**WORK INSTRUCTION**
Which lines of the records contain the word "below"? Copy each one.

**DATA FOR ANALYSIS**
++++++++
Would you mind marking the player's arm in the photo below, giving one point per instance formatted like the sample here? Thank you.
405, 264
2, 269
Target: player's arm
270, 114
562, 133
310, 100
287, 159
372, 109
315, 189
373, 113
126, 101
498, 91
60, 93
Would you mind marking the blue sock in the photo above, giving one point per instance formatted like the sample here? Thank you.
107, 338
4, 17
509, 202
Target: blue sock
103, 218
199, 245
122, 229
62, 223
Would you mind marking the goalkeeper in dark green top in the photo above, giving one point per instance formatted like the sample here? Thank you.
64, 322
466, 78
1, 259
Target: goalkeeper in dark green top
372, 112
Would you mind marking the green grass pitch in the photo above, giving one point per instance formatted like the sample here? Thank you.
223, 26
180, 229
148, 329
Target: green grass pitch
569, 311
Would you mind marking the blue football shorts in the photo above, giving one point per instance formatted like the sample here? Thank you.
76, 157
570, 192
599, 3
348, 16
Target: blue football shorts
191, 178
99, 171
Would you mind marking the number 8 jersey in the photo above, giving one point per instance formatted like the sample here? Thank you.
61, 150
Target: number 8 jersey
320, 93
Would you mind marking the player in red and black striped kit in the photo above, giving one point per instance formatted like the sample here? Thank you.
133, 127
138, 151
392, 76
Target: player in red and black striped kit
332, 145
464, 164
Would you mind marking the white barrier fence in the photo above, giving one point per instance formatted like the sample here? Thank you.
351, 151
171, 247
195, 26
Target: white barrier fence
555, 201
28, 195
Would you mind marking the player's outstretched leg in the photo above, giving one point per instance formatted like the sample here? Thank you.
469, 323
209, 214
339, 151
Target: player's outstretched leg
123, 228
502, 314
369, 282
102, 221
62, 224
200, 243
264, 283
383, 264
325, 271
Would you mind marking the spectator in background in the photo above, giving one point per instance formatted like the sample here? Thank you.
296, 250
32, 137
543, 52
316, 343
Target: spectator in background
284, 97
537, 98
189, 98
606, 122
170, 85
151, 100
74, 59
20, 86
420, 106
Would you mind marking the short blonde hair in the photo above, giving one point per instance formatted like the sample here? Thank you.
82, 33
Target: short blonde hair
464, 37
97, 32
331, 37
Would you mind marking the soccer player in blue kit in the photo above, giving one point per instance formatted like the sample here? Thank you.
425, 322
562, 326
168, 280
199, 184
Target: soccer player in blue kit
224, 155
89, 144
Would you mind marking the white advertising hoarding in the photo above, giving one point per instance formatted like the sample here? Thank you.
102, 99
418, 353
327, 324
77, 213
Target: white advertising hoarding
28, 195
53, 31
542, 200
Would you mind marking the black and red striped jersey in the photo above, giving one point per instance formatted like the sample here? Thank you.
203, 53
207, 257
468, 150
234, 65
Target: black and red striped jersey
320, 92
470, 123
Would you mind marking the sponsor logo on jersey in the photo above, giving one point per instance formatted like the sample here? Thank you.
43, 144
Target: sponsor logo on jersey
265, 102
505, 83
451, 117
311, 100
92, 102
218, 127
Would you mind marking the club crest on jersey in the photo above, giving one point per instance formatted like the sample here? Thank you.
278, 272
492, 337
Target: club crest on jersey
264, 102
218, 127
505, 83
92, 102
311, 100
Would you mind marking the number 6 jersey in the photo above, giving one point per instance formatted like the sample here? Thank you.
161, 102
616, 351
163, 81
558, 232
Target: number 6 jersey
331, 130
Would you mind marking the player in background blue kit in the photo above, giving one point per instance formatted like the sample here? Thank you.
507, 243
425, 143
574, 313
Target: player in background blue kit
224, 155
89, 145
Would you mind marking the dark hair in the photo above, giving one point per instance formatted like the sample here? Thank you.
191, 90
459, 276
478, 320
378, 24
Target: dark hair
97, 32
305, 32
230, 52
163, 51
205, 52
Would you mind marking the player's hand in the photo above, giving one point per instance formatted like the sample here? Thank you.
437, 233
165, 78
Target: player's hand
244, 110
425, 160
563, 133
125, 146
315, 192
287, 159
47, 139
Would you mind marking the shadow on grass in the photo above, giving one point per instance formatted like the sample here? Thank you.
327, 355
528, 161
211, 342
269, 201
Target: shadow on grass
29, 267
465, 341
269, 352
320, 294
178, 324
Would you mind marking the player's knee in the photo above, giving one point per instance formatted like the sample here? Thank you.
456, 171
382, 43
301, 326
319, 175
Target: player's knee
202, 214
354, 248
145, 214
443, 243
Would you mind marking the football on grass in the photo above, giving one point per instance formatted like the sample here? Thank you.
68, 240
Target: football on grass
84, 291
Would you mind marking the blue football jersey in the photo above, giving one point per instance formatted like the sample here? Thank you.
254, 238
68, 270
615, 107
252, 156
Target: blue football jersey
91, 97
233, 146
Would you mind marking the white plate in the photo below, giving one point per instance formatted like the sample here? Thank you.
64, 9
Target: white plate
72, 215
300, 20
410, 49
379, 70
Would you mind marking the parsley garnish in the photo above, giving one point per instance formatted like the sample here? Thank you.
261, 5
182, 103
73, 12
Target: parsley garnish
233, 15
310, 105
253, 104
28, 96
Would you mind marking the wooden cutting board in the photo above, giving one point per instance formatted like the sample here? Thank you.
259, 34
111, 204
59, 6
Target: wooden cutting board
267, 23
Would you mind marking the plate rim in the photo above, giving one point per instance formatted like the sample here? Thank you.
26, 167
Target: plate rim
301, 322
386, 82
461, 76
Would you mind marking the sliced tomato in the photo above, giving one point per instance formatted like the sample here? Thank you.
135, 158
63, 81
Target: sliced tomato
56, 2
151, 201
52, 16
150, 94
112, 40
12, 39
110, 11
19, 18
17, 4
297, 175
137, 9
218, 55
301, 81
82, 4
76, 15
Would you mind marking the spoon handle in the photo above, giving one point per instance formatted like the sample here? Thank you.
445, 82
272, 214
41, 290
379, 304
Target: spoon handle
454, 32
++++++++
**REPLY TO THE TASK**
Would you mind marking the player's arm in the photo below, giving one point per instance formatted like the sample here? Thank you.
Would you mind marking the white plate in the photo below, giving one point per instance formatted like the sample here? Thank you.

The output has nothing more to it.